Recorded data:
((
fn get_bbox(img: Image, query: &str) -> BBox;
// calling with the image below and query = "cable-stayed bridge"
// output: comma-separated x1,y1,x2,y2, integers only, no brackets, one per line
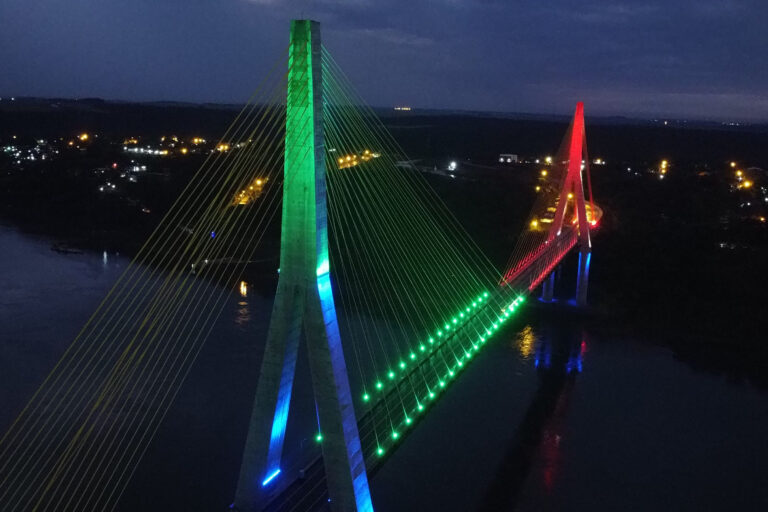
0,20,601,512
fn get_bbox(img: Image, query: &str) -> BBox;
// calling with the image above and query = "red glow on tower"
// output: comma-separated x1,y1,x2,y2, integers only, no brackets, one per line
547,102,591,250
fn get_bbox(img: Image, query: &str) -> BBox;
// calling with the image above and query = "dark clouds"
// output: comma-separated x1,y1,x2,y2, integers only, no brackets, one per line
1,0,766,120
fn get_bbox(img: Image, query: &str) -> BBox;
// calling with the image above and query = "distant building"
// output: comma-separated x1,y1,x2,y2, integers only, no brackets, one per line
499,153,518,164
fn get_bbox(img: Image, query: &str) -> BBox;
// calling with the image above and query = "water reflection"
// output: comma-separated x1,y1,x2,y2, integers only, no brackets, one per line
515,326,537,359
480,324,586,511
534,335,585,375
539,379,572,494
235,281,250,327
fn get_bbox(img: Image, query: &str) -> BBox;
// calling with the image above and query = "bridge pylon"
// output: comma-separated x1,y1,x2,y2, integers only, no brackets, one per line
547,102,591,251
546,102,592,306
233,20,373,512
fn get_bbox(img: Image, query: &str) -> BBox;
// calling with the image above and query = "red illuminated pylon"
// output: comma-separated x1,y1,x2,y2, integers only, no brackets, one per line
546,102,591,250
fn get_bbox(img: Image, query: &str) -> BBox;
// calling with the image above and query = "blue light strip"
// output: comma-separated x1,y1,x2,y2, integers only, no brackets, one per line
316,272,375,512
264,349,296,475
262,469,281,487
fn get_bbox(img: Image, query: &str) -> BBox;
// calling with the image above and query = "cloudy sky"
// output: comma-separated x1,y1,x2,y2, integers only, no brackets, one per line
2,0,767,120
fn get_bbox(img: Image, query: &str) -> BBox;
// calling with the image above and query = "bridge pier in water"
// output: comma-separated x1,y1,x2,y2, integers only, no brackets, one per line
233,20,372,512
575,249,591,307
540,271,556,303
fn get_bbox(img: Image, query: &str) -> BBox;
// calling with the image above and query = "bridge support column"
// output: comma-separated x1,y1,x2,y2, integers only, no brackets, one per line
575,249,591,307
233,20,372,512
540,271,556,302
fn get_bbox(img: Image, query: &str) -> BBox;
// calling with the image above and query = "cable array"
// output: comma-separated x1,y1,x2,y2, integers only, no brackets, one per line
501,116,576,283
0,52,315,512
320,47,527,460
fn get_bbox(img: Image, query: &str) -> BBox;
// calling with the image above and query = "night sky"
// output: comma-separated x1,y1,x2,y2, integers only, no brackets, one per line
2,0,767,121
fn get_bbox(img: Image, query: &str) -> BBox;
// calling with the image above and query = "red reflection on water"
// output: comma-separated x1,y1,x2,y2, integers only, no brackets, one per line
539,389,570,493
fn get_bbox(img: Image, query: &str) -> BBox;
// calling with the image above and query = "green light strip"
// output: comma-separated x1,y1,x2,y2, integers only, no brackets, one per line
363,290,495,403
373,294,526,457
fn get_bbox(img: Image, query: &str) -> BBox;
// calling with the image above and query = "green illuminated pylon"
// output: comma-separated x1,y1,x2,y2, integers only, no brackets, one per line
233,20,373,512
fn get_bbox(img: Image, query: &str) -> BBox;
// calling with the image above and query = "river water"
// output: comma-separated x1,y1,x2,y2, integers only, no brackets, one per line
1,224,767,511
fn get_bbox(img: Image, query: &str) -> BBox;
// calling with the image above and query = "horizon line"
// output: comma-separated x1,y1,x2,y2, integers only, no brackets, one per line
2,94,768,127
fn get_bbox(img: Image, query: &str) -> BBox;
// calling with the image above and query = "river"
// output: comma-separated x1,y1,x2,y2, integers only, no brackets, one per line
1,224,766,511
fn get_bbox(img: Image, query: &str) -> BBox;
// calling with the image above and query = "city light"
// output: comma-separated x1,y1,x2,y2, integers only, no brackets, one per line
79,133,89,141
234,177,268,205
540,169,548,177
337,150,379,169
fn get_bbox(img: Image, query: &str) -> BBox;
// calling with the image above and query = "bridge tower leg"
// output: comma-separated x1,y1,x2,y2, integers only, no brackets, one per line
540,271,555,302
233,20,373,512
575,249,591,307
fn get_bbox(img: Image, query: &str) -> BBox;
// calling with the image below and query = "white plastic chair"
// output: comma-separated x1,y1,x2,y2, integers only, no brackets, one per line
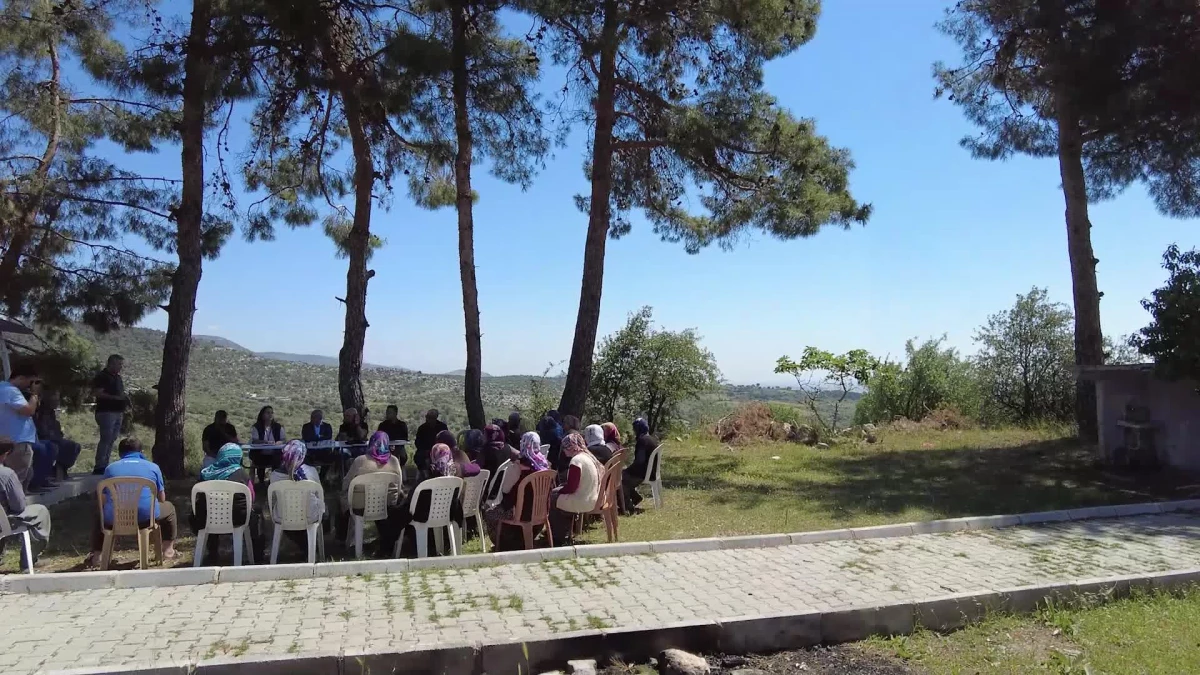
347,472,401,559
458,470,491,552
191,480,255,567
268,480,326,564
540,444,550,454
395,476,462,559
484,460,513,509
644,444,664,508
0,503,34,574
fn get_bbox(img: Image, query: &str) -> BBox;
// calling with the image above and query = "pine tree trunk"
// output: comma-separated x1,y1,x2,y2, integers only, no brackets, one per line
0,39,61,314
152,0,211,479
559,0,620,418
451,1,485,430
1055,91,1103,444
335,83,371,415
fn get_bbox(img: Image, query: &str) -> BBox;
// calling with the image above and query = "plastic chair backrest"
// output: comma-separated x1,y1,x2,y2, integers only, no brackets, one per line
604,450,626,472
645,444,663,482
408,476,463,526
268,480,324,530
511,469,555,524
98,477,157,535
540,444,550,454
348,472,401,521
190,480,250,534
0,503,12,536
486,460,512,502
460,469,491,515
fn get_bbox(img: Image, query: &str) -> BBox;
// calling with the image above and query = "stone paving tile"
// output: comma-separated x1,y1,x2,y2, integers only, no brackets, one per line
2,513,1199,674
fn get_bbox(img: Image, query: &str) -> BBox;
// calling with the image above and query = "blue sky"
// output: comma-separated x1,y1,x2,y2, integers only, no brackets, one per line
123,1,1194,385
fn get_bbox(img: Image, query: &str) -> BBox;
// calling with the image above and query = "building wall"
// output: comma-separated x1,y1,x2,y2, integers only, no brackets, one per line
1096,374,1200,470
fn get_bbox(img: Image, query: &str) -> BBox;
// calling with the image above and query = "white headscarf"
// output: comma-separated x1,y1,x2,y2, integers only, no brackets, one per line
583,424,606,448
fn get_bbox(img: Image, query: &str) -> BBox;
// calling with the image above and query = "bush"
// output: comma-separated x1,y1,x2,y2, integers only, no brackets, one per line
854,337,980,425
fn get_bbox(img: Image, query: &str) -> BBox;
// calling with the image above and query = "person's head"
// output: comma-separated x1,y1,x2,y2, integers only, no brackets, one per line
583,424,605,448
561,432,587,458
435,429,457,448
201,443,244,481
117,437,143,457
256,406,274,426
484,424,506,448
508,411,521,431
601,422,622,445
518,431,550,471
633,418,650,437
343,407,359,424
281,440,308,480
310,409,324,426
106,354,124,374
367,430,391,465
8,362,39,389
385,405,398,421
546,409,561,423
214,410,228,424
464,429,485,453
0,439,13,461
426,408,439,422
562,415,580,433
451,445,472,468
430,443,455,477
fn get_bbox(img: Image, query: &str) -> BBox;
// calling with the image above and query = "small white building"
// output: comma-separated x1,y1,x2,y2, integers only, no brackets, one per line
1078,365,1200,470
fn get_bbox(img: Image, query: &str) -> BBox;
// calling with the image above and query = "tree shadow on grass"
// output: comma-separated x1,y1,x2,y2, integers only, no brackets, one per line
665,439,1200,522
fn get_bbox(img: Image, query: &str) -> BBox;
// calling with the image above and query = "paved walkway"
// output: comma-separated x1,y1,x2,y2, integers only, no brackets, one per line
3,512,1200,674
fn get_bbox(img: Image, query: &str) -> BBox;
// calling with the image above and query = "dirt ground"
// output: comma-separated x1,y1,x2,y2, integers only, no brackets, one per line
602,646,917,675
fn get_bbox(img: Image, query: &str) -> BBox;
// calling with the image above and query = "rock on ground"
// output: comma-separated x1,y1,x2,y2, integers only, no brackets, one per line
660,649,711,675
568,659,598,675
))
What you should do: How many lines of the records contain the string "green"? Respond with the number alone.

Solution for this task: 2